ROWS
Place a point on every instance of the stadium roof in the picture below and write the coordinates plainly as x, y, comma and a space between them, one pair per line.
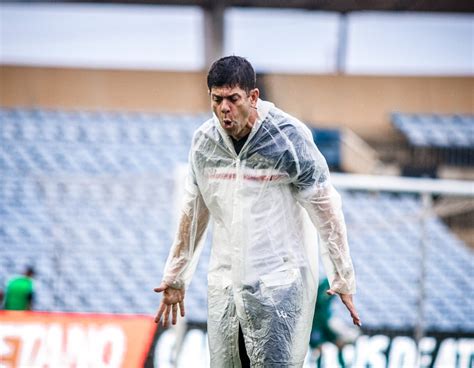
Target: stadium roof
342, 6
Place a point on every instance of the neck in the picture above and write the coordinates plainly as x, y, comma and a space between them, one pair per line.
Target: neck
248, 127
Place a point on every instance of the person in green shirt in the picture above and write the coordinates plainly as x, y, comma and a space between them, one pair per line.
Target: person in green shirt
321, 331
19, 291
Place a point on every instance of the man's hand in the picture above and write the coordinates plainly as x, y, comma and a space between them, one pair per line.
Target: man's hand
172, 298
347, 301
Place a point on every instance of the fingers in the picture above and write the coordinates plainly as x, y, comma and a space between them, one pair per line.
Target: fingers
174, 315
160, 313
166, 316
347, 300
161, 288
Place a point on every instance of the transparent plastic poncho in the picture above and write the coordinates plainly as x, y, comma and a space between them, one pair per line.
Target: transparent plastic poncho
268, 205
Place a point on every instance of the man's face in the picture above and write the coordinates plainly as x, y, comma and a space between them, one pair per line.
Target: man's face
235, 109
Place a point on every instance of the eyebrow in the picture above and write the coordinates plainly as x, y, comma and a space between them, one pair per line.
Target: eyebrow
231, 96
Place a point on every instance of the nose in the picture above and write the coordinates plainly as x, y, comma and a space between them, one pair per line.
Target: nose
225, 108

WHAT TO DO
Retype all of the rows above exactly as they stand, leaving out the picture.

IN RESPONSE
Place a point on every instance of the stadium roof in the picture below and write the coordinates plainly as x, y, comma and a space between them, one pair per line.
Target: stadium roof
342, 6
Place a point on every instance of the neck in the picture above and write the coordinates plainly as x, y, comma and a space between them, one pair per line.
Target: neck
248, 127
Place a point on every instance of the person in green shirt in the picture above and write the coordinates plainly as x, y, comma and a space between them, one pair per line.
Target: person in green shirt
321, 331
19, 291
Place a point on every instance of the man's hand in the picture above and write the coordinates plainly as x, y, comma and a space between them, one pair per line.
Target: man's hand
172, 298
347, 301
Place a point on every instance of the fingers in the picture above and write the coordinates plainly as x, y, comma and a space between them, one pair per line.
Target: fingers
174, 315
160, 313
166, 316
347, 300
161, 288
Place a point on every instance of the transparent plastic poncho in the picture above and write the coordinates plainly as x, y, comma and a space between them, one pair per line.
Target: transparent plastic poncho
268, 205
Place a point on every instance of the man's face in the picture above and write the coordinates plainly as x, y, comma and a space between them, one pair per line.
Target: man's face
235, 109
Place a point on every instance of the eyebrow in the picture above and write the coordinates plainly as x, y, comma and a space between them, one pair per line.
Target: eyebrow
231, 96
Place a point on every instance of the nose in the picture above and write the coordinates plainly as x, y, comma and a space between them, one pair per line.
Target: nose
225, 108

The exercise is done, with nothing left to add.